Should any entry include an image, skip the image and copy the entry exactly.

(Stored data entries)
'''
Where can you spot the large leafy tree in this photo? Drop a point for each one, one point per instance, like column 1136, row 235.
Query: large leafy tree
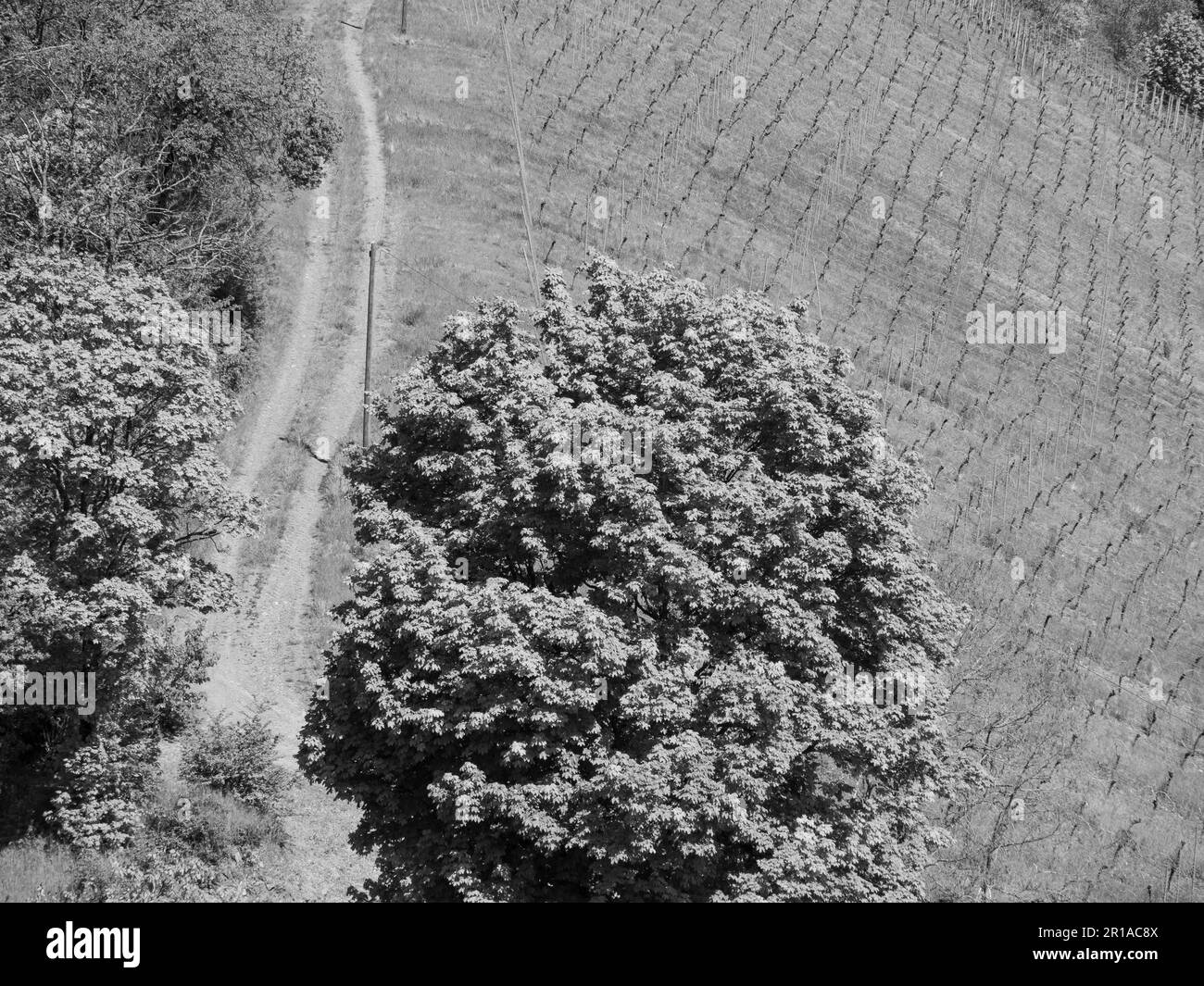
column 1174, row 58
column 565, row 676
column 155, row 132
column 108, row 476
'''
Reply to the exercise:
Where can you spot the large leafy tree in this photo? Drop a point for each one, one point per instance, like column 1136, row 235.
Query: large leafy tree
column 1174, row 58
column 565, row 676
column 155, row 132
column 108, row 476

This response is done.